### [SUPPLIED PASSAGE]
Fall offers cornucopia of colorful, healthy foods
October 21, 2010
Don’t let the odd shape of a fall squash or the daunting size of a pumpkin put you off – fresh fall produce provides a bounty of nutritious, tasty dishes.
“I think a lot of fall produce – especially winter squash – people don’t know how to prepare them and they look rather funny,” says Alison Massey, a registered dietitian in the outpatient dietitian department at St. Joseph Medical Center. But she’s got plenty of suggestions to turn that odd-shaped harvest into delicious fare.
One favorite is roasted beets. Massey warns they can stain – she uses gloves to peel them, cuts them into pieces and then roasts them in a bit of olive oil in a 350-degree oven.
“Some people peel them after they’re cooked, but I tend to peel mine first because it’s less messy that way,” she says. “They’re great roasted and served with crumbled goat cheese or cooked and shredded to add color and flavor to fall salads.” Oh, and throw some crunchy and slightly sweet-tasting fennel into your salad.
Massey freely admits to using canned pumpkin “just because it’s so much easier,” and uses it to make muffins and custards.
Parsnips are another underused fall vegetable.
“I love the combination of carrots and parsnips,” Massey says. “I like to steam the parsnips and carrots and mash them together like you would mashed potatoes for a flavorful side dish. Roasted parsnips, carrots, onions and other vegetables are also tasty; just top with a little olive oil and herbs de province – my favorite – or your favorite herbal and spice blend.”
Traditional squash recipes often involve butter and cream, which is OK once a season, but not for a regular addition to the diet. Massey suggests finding a butternut squash soup recipe that uses low-sodium chicken broth instead of cream.
Acorn squash can be roasted and halved and stuffed with something like other vegetables, beans and low-fast cheese, or it can be cubed and roasted.
Spaghetti squash is a great way to make a vegetable work like a pasta. When cooked, it separates into strands resembling spaghetti. Top it with your favorite pasta sauce, or mix it in with pasta. “Especially if you have kids, it’s a great way to get in some vegetables,” Massey says.

### [AIM OF THE TASK]
Reproduce the entire article on fall produce word for word, from its headline through its final sentence.

### [DATA UNDER STUDY]
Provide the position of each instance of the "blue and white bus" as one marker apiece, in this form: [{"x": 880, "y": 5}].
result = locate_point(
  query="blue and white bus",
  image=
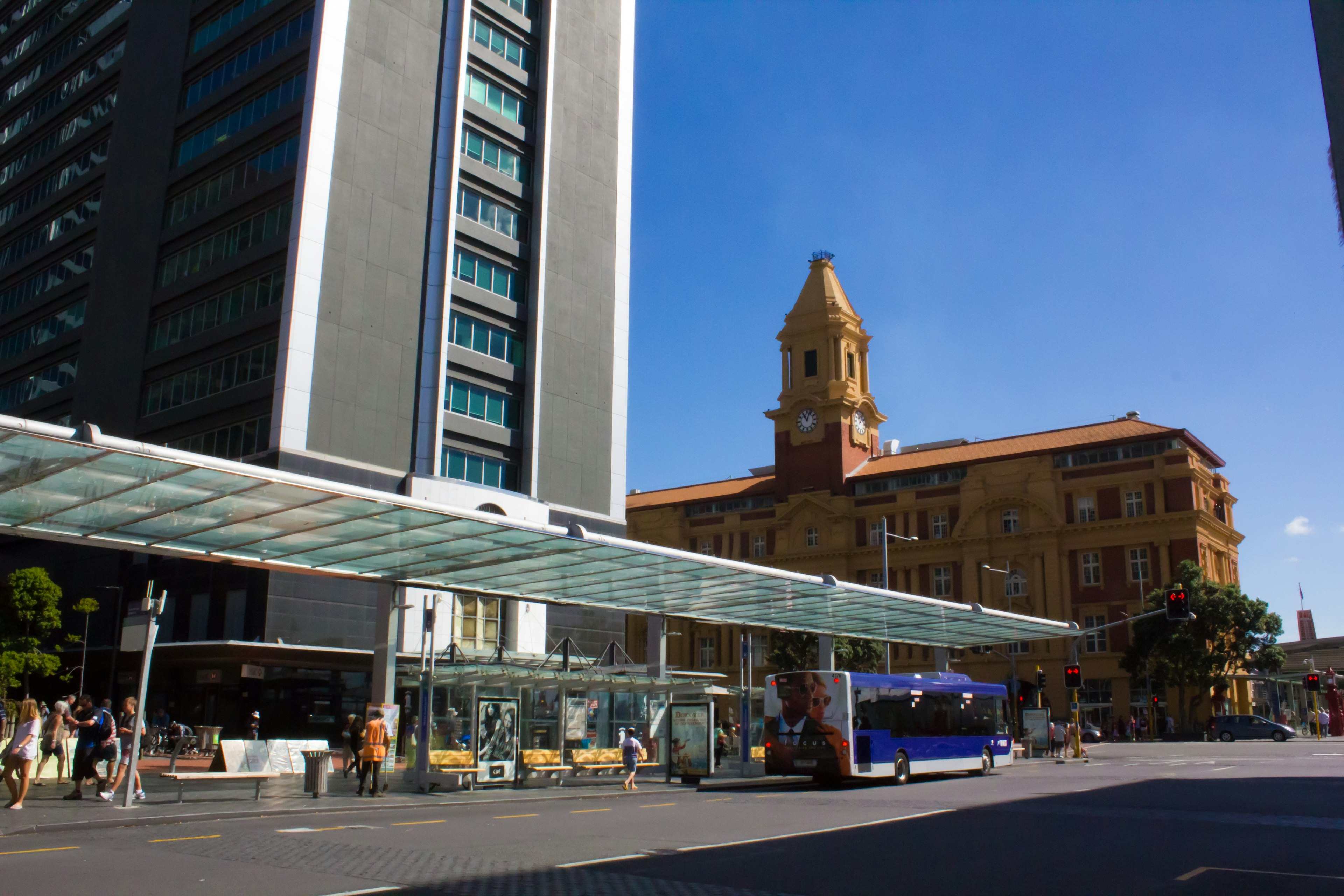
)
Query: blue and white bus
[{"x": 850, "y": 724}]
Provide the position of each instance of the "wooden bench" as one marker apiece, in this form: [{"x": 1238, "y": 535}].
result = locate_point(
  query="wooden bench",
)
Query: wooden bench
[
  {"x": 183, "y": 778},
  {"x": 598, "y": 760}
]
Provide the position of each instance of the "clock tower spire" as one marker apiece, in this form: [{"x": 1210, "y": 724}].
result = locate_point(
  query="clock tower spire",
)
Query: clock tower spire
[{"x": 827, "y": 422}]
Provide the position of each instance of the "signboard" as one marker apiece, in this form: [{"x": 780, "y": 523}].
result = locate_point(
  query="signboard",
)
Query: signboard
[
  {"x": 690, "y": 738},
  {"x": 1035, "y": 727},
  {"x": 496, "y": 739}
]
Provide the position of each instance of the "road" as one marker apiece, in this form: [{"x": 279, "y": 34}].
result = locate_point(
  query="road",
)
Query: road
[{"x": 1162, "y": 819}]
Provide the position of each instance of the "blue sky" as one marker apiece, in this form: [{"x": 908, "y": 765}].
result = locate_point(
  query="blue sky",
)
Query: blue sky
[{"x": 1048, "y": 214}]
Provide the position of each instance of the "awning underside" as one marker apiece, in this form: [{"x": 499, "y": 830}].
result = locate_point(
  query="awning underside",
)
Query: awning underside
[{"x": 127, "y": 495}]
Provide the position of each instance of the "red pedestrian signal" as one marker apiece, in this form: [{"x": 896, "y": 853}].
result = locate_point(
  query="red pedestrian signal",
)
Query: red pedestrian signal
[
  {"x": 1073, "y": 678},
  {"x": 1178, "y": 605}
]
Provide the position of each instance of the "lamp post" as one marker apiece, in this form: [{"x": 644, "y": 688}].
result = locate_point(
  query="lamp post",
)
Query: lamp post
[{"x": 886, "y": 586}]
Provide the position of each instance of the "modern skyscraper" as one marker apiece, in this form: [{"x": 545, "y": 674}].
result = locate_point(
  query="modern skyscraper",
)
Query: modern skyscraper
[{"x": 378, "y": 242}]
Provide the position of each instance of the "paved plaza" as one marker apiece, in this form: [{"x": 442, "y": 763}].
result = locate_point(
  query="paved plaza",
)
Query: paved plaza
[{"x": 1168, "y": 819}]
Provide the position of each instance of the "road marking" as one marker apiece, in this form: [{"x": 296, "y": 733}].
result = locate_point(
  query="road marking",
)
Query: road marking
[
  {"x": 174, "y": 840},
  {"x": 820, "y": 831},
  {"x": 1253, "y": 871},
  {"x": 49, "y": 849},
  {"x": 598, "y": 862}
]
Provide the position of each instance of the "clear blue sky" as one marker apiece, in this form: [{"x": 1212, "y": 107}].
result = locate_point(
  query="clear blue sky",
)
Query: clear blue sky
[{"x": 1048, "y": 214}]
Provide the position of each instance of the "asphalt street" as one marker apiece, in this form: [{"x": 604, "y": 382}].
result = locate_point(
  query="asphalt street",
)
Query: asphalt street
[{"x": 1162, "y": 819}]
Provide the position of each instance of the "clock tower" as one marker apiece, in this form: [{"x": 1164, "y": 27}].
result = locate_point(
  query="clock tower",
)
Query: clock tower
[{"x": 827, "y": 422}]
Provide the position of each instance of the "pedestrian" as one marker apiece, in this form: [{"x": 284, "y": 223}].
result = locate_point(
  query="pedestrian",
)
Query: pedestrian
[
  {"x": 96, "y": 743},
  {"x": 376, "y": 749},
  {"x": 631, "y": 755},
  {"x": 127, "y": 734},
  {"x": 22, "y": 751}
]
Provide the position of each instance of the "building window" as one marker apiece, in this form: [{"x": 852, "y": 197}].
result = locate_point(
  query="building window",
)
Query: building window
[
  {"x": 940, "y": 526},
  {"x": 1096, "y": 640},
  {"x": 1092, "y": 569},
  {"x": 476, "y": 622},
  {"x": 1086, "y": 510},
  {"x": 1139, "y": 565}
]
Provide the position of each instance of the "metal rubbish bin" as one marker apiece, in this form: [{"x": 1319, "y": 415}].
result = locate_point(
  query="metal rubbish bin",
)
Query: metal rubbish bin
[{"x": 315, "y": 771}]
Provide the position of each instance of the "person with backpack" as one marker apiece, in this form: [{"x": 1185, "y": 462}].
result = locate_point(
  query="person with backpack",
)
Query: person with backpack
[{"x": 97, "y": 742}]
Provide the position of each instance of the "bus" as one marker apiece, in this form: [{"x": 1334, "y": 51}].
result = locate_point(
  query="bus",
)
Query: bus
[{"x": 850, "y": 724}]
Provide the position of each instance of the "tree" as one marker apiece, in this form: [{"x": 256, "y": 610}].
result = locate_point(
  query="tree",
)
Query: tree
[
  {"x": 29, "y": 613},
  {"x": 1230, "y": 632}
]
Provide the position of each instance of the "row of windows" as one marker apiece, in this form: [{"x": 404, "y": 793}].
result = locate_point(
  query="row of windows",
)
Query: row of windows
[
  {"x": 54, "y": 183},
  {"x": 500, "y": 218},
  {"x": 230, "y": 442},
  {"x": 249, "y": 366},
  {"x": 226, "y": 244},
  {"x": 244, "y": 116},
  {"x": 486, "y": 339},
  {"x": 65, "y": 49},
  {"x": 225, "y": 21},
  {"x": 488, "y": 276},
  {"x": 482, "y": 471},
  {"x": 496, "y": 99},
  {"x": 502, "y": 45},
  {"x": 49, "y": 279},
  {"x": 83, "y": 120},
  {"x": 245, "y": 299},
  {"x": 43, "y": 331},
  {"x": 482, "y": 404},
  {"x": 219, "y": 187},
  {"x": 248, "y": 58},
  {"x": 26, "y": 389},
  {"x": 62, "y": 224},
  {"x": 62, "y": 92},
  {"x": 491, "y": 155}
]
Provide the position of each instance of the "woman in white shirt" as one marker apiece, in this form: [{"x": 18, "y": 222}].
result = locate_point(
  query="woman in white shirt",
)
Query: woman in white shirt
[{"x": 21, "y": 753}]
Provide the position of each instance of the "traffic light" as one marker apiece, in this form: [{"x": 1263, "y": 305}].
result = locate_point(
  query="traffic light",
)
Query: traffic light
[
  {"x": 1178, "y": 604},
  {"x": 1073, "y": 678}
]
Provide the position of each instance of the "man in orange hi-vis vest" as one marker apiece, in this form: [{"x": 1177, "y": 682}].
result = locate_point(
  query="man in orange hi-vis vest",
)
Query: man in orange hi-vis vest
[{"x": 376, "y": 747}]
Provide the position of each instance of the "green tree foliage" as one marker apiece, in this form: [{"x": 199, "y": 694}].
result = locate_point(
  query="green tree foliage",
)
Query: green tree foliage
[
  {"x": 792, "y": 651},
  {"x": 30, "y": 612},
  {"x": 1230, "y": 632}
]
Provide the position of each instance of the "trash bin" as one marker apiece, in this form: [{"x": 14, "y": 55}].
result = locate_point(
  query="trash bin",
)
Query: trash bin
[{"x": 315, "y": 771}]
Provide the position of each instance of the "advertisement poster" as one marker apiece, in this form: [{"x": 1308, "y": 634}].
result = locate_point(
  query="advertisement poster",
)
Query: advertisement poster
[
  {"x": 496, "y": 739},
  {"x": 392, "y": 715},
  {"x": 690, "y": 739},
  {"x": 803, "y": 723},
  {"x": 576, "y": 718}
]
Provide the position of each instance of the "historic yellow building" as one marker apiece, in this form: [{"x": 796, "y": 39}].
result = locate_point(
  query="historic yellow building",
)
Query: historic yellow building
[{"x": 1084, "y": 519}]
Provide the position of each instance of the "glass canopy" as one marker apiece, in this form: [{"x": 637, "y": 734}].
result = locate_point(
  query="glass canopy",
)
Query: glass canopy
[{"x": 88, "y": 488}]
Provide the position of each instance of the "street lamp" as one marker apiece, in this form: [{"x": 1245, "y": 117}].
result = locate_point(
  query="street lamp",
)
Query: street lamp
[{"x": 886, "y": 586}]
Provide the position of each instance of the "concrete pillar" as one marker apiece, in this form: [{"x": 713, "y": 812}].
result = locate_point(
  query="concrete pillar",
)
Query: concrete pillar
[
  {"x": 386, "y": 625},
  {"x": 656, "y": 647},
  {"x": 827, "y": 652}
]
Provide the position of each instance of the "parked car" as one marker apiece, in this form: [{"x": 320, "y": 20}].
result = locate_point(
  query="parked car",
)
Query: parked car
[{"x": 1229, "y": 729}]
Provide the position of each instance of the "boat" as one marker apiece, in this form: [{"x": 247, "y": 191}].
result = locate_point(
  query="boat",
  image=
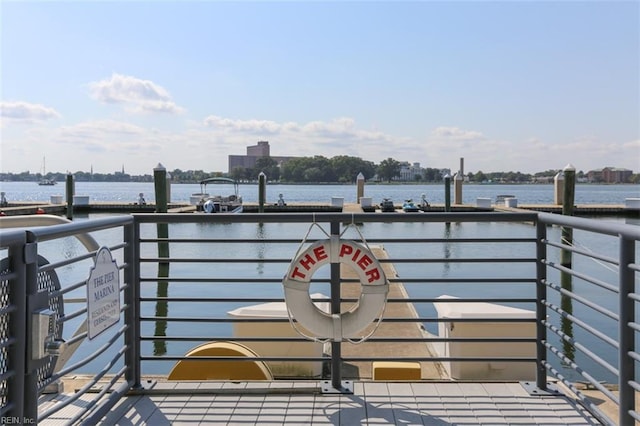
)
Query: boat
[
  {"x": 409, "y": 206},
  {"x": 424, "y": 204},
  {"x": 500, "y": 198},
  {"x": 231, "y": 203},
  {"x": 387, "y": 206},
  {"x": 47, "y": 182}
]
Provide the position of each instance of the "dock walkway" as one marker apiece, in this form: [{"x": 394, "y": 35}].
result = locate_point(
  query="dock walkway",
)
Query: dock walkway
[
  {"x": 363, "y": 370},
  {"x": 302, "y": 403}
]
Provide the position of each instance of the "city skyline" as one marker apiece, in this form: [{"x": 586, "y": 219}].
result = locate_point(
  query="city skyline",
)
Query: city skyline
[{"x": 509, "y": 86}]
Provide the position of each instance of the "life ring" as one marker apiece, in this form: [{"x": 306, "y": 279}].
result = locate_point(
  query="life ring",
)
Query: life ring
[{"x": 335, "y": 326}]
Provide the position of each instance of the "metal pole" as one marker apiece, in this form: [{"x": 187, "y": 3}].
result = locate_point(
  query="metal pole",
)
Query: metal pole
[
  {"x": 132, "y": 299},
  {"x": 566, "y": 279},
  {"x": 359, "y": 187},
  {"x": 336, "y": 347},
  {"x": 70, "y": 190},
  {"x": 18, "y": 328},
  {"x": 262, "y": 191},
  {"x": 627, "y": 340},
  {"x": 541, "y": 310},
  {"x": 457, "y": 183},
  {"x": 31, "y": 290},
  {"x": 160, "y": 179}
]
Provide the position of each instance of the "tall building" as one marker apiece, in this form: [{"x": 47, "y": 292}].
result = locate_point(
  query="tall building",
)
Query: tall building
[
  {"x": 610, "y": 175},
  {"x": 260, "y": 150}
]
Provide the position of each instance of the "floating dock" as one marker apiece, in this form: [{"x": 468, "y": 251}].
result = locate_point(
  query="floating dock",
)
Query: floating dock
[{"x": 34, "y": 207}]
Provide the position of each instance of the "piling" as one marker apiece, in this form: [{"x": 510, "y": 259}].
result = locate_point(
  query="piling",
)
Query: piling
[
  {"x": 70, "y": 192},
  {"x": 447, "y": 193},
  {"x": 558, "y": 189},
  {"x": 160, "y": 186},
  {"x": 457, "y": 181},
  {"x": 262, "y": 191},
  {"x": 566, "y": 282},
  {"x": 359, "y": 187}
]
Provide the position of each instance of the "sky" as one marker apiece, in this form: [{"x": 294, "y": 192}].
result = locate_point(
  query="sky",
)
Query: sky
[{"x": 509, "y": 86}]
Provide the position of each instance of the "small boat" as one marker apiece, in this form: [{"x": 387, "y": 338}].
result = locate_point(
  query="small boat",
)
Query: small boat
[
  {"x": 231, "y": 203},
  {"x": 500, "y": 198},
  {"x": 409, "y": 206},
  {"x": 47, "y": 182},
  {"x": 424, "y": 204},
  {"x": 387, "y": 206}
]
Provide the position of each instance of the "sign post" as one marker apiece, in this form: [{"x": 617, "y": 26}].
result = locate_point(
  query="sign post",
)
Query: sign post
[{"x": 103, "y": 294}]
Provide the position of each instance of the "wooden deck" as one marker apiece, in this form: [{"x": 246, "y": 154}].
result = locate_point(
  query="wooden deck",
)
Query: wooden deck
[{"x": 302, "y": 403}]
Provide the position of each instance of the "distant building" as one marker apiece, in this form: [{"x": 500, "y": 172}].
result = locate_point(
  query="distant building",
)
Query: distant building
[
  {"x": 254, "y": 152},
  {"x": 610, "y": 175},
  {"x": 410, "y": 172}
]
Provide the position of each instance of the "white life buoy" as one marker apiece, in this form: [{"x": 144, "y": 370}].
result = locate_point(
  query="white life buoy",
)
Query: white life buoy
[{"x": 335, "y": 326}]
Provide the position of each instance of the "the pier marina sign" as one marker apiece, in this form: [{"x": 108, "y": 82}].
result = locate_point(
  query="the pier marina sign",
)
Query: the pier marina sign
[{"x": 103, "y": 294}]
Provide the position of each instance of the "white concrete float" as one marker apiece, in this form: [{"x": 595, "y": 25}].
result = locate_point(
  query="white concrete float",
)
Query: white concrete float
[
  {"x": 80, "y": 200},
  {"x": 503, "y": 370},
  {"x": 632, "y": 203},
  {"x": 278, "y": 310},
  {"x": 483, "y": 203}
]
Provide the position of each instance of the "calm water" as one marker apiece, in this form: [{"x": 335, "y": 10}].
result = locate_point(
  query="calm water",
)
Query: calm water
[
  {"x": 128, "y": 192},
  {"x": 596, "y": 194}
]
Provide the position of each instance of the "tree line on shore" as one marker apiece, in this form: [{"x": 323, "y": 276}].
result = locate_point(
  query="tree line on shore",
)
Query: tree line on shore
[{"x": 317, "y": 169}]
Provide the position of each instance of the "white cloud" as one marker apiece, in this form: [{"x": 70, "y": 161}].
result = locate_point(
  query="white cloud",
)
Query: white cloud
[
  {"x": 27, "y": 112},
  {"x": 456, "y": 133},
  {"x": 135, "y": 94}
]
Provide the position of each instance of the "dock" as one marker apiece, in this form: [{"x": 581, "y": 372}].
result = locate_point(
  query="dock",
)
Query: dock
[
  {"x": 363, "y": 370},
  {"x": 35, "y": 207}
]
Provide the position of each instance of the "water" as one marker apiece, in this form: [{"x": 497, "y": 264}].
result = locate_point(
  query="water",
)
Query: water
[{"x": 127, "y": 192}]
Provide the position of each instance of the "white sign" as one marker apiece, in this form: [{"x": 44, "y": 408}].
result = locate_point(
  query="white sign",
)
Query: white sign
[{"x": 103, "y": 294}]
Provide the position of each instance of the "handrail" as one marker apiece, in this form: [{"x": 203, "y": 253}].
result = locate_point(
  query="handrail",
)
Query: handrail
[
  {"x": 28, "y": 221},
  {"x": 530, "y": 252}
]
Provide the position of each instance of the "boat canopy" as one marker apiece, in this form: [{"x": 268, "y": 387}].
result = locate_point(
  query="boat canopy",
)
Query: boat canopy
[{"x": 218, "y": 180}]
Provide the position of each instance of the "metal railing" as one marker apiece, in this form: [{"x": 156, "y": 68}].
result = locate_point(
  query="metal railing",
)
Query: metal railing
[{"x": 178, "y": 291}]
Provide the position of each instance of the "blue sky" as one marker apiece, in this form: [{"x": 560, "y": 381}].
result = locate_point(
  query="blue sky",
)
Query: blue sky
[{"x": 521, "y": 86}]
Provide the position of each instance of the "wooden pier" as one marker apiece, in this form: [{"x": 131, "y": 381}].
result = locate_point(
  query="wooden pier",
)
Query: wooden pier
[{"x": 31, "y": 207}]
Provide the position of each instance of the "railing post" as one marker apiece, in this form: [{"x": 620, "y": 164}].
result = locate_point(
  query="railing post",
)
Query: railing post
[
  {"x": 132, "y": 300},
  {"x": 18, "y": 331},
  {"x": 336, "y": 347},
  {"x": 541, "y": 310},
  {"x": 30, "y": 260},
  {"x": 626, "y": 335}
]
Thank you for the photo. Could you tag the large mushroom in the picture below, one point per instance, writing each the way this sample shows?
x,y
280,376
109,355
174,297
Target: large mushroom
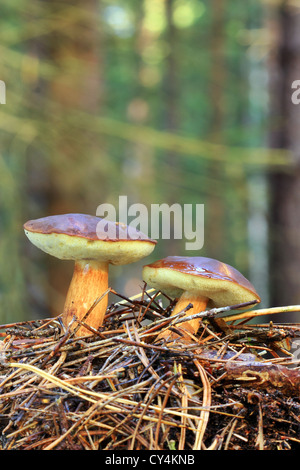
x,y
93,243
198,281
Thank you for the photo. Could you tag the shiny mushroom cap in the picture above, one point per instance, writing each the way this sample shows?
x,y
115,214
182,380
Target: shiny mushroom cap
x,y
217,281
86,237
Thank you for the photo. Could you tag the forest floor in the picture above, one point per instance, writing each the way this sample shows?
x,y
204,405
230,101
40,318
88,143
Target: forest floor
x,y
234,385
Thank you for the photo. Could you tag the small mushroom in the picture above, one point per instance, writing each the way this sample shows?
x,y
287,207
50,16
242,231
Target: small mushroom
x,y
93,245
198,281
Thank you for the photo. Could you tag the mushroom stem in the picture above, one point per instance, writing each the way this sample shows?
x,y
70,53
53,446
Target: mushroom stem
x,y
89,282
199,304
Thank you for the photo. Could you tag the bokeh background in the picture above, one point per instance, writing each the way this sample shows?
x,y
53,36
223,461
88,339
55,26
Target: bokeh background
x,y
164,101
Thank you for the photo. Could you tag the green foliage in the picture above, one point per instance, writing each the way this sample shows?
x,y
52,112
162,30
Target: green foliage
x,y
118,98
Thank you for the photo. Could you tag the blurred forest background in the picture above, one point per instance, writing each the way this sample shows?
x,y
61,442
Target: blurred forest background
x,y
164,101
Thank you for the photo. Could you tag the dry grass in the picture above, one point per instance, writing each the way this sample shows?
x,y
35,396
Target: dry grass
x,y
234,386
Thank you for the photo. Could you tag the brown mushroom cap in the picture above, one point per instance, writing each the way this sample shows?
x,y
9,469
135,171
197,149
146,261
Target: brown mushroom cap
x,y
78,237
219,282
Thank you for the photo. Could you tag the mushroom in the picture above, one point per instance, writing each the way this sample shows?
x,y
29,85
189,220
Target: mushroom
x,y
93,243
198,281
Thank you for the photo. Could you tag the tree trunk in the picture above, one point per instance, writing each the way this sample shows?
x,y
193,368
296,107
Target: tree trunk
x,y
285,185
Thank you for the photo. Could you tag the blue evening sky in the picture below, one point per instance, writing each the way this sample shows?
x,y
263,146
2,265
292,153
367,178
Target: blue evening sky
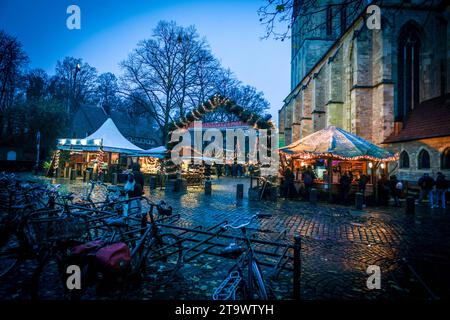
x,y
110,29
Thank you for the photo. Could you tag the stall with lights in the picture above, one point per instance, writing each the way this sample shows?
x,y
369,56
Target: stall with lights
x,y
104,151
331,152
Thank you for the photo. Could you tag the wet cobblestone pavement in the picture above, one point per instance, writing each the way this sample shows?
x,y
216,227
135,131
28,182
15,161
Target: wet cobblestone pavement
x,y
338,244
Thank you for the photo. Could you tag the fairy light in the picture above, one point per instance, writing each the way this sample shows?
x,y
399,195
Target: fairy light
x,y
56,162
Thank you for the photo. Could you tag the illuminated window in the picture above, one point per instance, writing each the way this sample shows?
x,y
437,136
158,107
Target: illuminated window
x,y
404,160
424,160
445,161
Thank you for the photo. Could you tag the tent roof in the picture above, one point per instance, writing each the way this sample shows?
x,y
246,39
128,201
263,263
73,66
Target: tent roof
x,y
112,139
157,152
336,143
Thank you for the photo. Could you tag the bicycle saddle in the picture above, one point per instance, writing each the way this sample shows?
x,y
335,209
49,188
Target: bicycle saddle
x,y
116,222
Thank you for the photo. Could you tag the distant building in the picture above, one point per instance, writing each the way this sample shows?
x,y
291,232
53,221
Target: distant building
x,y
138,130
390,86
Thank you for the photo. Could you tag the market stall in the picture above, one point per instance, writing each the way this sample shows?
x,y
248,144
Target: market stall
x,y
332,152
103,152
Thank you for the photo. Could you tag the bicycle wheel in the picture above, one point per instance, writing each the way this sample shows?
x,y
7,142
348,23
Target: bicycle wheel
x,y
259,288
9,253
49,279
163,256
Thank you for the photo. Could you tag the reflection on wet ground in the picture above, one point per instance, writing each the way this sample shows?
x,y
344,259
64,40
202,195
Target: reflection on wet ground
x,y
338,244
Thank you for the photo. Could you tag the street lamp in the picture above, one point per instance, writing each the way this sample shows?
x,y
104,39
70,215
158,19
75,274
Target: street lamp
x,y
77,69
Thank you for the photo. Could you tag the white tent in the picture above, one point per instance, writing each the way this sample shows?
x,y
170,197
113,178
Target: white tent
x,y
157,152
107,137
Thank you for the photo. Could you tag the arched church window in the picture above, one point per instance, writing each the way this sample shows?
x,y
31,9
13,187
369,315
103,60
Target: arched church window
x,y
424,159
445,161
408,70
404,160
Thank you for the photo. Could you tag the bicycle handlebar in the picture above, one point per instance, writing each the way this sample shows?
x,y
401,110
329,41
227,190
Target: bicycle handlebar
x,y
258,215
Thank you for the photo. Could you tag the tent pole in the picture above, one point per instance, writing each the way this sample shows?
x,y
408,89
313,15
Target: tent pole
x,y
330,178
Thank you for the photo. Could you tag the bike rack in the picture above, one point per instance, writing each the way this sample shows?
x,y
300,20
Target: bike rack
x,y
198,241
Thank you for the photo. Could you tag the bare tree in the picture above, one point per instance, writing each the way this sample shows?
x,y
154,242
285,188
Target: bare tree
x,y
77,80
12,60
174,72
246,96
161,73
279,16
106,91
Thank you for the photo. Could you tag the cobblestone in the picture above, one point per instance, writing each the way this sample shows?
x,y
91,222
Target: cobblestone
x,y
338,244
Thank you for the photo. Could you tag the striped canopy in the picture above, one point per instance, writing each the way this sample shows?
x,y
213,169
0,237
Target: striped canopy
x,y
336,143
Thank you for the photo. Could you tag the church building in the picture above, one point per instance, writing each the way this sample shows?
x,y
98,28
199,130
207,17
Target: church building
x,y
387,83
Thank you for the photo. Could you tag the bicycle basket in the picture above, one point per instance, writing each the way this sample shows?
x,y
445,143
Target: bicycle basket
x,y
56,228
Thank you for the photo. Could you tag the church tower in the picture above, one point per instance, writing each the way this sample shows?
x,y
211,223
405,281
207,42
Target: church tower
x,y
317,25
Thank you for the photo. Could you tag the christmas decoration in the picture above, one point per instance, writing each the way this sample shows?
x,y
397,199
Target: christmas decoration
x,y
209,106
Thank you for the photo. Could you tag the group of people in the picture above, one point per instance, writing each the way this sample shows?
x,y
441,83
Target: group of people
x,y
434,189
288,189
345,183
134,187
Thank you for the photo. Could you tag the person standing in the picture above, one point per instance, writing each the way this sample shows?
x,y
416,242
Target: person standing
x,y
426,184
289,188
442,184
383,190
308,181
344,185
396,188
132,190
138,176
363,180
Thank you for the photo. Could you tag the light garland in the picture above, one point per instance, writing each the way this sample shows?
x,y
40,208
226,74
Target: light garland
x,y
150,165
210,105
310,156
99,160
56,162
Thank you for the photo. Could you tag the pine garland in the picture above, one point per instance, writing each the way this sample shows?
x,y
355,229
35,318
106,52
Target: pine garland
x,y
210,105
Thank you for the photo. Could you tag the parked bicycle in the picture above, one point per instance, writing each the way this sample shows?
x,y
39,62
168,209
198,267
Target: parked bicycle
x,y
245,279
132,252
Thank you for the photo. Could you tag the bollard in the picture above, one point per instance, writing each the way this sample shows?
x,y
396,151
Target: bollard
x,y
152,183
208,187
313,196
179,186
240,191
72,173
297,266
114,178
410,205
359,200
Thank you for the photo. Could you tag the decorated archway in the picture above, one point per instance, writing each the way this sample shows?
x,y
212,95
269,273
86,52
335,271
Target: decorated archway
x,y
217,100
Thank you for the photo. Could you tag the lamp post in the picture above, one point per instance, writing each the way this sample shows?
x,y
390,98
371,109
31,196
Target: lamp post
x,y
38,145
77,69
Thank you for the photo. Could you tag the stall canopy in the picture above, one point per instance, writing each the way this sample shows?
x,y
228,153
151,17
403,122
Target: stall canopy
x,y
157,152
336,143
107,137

### [EXERCISE ANSWER]
Fall offers cornucopia of colorful, healthy foods
October 21, 2010
Don’t let the odd shape of a fall squash or the daunting size of a pumpkin put you off – fresh fall produce provides a bounty of nutritious, tasty dishes.
“I think a lot of fall produce – especially winter squash – people don’t know how to prepare them and they look rather funny,” says Alison Massey, a registered dietitian in the outpatient dietitian department at St. Joseph Medical Center. But she’s got plenty of suggestions to turn that odd-shaped harvest into delicious fare.
One favorite is roasted beets. Massey warns they can stain – she uses gloves to peel them, cuts them into pieces and then roasts them in a bit of olive oil in a 350-degree oven.
“Some people peel them after they’re cooked, but I tend to peel mine first because it’s less messy that way,” she says. “They’re great roasted and served with crumbled goat cheese or cooked and shredded to add color and flavor to fall salads.” Oh, and throw some crunchy and slightly sweet-tasting fennel into your salad.
Massey freely admits to using canned pumpkin “just because it’s so much easier,” and uses it to make muffins and custards.
Parsnips are another underused fall vegetable.
“I love the combination of carrots and parsnips,” Massey says. “I like to steam the parsnips and carrots and mash them together like you would mashed potatoes for a flavorful side dish. Roasted parsnips, carrots, onions and other vegetables are also tasty; just top with a little olive oil and herbs de province – my favorite – or your favorite herbal and spice blend.”
Traditional squash recipes often involve butter and cream, which is OK once a season, but not for a regular addition to the diet. Massey suggests finding a butternut squash soup recipe that uses low-sodium chicken broth instead of cream.
Acorn squash can be roasted and halved and stuffed with something like other vegetables, beans and low-fast cheese, or it can be cubed and roasted.
Spaghetti squash is a great way to make a vegetable work like a pasta. When cooked, it separates into strands resembling spaghetti. Top it with your favorite pasta sauce, or mix it in with pasta. “Especially if you have kids, it’s a great way to get in some vegetables,” Massey says.